*Written problem*:
Put these lines into a numbered list, leaving out any blank lines.

Point placement items
◇ ◇ ◇ ◇
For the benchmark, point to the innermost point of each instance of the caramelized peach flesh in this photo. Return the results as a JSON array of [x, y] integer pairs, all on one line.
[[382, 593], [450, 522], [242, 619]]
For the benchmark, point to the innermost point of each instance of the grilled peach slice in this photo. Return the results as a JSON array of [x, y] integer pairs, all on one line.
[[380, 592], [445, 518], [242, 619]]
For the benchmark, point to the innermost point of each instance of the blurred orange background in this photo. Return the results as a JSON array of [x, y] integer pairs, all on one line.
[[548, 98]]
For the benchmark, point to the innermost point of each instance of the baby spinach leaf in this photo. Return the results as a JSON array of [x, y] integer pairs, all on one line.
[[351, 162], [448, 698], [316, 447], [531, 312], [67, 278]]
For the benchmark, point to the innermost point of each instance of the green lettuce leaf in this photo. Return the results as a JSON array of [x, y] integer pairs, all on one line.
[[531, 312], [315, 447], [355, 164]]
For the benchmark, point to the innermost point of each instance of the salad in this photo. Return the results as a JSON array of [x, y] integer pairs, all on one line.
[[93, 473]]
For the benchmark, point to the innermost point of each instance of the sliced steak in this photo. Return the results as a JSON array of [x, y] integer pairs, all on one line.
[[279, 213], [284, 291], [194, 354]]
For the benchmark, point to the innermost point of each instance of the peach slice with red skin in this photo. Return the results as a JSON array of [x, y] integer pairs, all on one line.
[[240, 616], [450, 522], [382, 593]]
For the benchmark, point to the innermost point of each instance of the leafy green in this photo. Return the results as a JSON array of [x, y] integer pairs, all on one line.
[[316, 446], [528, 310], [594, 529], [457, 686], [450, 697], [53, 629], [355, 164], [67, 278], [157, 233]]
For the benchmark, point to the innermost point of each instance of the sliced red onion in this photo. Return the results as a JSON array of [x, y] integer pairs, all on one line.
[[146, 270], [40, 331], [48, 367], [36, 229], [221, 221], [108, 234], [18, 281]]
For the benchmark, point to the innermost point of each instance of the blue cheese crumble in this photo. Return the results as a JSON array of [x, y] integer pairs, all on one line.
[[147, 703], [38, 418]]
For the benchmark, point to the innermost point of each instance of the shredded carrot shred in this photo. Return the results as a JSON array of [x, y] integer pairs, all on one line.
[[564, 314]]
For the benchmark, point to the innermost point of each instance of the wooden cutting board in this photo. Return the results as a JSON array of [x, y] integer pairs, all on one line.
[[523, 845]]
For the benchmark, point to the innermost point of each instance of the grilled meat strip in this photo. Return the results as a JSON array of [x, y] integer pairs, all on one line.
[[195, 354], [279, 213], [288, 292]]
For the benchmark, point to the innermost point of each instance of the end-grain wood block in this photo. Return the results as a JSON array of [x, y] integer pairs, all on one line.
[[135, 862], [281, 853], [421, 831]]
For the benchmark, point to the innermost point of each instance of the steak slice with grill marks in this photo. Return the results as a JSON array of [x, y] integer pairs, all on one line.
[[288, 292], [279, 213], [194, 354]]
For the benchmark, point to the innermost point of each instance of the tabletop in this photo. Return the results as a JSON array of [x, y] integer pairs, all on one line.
◇ ◇ ◇ ◇
*Finished exercise*:
1. For the benchmark, point to the innermost point of each instance of the caramelized peach flesh in this photo. Return the results as a JSON array of [x, y] integer pairs, all on one line.
2. [[382, 593], [450, 522], [242, 619]]
3. For the benchmark, point to the innermost point of each instance of the grilled peach slice in this photo. Return the results as a JSON array of [x, y] integer pairs, all on one line.
4. [[380, 592], [445, 518], [242, 619]]
5. For the benchmark, point to the innermost point of each instance of the blurred orange background in this photo. Return the results as a JSON array of [x, y] integer pairs, all on one line.
6. [[548, 98]]
7. For the benchmark, point to the innermost point of each instance of the baby spinach leaf in this photo. Return the results as a JSON array of [x, y] integer pairs, all on one line.
8. [[351, 162], [448, 698], [316, 447], [531, 312], [67, 278]]
9. For the benchmark, point to the innermost point of each instance of the green lettuce leaf in this photo. Return the results as a JSON array of [x, y] integer pairs, all on one line.
10. [[531, 312], [315, 447], [355, 164]]
11. For the benchmark, point to the innermost point of each instance of the salad in this photo. Return the results as a JSON array of [x, y] integer pairs, all on one line.
12. [[93, 473]]
13. For the benchmark, point to the innermost point of each instance of the sliced steak in this photo. Return the results as a JSON array of [x, y] integer pairs, all on one line.
14. [[279, 213], [284, 291], [194, 354]]
15. For the benchmark, point to the innermost point of each instance of the peach slice with red skin in this photo. Return the results as a JSON array of [x, y] integer pairs, all on one line.
16. [[240, 616], [450, 522], [382, 593]]
17. For the benchmark, point to the innermost point of each instance of the leafy green in this photo. Return the results as a JSON array of [x, y] integer pairs, all on one line.
18. [[316, 446], [528, 310], [594, 529], [457, 686], [450, 697], [53, 629], [355, 164], [67, 278], [157, 233]]
19. For the benchmark, point to the innermost point of each instance of the sliced red onion in this photo. Return the results as a JSON array of [x, y] integer pairs, all on one line.
20. [[146, 270], [40, 331], [48, 367], [36, 229], [221, 221], [108, 234], [18, 281]]
21. For the benchmark, point to the innermost point of each instance of the blue cheese crumble in this photo. Return the results as a JSON array of [x, y] integer pairs, all on one line.
22. [[147, 703], [38, 418]]
23. For the benchmark, point to the innermost point of each instance of the shredded carrot shred in this photo. Return the results as a JSON array of [x, y] integer pairs, all on one line.
24. [[564, 314]]
25. For the benchmark, point to the innermost point of each instance of the wooden cutting board in this photo. Return the results as a JSON array of [x, y] integer pairs, all on one line.
26. [[523, 845]]
27. For the benchmark, point to the innermost point of each instance of the grilled meat strip in this photo. Return the results as a JSON array of [x, y] integer pairs, all on one line.
28. [[195, 354], [279, 213], [288, 292]]
29. For the benchmark, point to the innermost point of each instance of the end-grain wood block in this photo. Return the results as a JSON array of [x, y] integer pairs, all on one line.
30. [[135, 862], [281, 853], [421, 831]]
31. For the benchmark, point to the innermost point of each instance of the steak slice with grill marks in this photo. Return the results as a JSON array of [x, y] integer pairs, all on one line.
32. [[288, 292], [279, 213], [194, 354]]
33. For the benchmark, point to the innermost point of each instance of the tabletop in this photo. Return the results as a JSON array of [x, y] integer pairs, all on one line.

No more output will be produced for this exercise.